Information supplied:
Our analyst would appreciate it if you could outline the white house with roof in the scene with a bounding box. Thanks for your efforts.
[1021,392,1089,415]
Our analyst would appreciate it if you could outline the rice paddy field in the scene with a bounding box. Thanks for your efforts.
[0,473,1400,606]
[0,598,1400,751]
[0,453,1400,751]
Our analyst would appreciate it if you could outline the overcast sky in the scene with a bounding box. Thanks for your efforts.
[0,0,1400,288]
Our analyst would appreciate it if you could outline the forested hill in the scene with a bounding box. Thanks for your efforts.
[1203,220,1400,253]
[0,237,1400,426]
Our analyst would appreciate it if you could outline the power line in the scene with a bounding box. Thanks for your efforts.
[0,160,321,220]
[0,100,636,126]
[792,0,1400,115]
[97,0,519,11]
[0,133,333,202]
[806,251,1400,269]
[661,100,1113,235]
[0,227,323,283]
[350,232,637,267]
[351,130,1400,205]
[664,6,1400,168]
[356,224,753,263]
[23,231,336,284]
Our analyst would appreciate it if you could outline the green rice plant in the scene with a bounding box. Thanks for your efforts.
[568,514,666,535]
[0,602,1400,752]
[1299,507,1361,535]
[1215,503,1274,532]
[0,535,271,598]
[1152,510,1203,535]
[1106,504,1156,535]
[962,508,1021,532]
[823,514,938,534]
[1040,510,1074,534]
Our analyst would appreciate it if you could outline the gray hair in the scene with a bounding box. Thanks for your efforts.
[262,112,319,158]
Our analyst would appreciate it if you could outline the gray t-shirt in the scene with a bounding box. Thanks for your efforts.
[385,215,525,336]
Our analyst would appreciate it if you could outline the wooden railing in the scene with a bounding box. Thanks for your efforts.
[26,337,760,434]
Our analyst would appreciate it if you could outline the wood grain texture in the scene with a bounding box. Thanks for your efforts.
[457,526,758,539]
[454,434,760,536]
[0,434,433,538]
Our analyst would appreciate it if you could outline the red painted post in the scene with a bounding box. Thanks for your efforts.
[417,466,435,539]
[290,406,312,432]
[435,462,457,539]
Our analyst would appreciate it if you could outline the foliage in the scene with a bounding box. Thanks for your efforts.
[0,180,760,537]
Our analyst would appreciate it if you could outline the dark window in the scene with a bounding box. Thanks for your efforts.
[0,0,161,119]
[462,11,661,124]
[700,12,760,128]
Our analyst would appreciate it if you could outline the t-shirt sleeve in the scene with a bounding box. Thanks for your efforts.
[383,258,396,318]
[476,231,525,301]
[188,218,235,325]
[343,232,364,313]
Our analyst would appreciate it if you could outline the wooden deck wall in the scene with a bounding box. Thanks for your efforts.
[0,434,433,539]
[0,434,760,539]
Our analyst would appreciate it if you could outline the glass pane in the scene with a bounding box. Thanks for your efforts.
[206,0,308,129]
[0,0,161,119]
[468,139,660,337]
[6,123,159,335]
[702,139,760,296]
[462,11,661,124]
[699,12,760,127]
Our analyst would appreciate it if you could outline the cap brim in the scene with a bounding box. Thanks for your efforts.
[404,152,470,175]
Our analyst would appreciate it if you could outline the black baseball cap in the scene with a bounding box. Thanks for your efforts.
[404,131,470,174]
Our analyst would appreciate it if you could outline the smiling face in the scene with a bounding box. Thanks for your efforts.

Your goal: Please copy out, unchanged, the part of the data that opens with its first line and closes with the line containing "[262,112,319,158]", keeping both of those lines.

Reply to the task:
Our analyst would appreciate it if you could outline the white house with roof in the scene with a bounding box. Thanks for your efforts.
[1021,392,1089,415]
Our analyst would appreciate it if you could outline the rice paddy field in the scene with a bounding box. Thanks for your efforts.
[0,473,1400,606]
[0,598,1400,751]
[0,453,1400,751]
Our analyst would appreciate it if you could outline the overcast sky in the scene with a bounding box. Thanks for your efforts.
[0,0,1400,288]
Our analyst would appreciate it if you could outline the forested hill in the scene with a bounding box. Thanks for your efforts.
[1203,220,1400,253]
[0,237,1400,426]
Our analyst would appreciate it if you could outline the power line in the scene with a bounding box. Thanks for your efforts.
[0,160,321,220]
[0,100,636,126]
[792,0,1400,115]
[97,0,519,11]
[0,133,333,202]
[806,251,1400,269]
[661,100,1113,235]
[0,227,323,283]
[350,232,637,267]
[351,130,1400,205]
[664,6,1400,168]
[356,224,753,263]
[23,231,336,284]
Our analyst would appreciate it if you could outline the green rice plant in the scene with a bounding box. Thanks for your efforts.
[568,514,666,535]
[0,602,1400,752]
[1299,507,1361,535]
[1215,503,1274,532]
[0,535,271,598]
[1152,510,1203,535]
[1106,504,1156,535]
[962,508,1021,532]
[823,514,938,534]
[1040,510,1074,534]
Our analyst would appreciate it if you could outline the gray hair in the scene with a bounding box. Thanks for your efforts.
[262,112,319,158]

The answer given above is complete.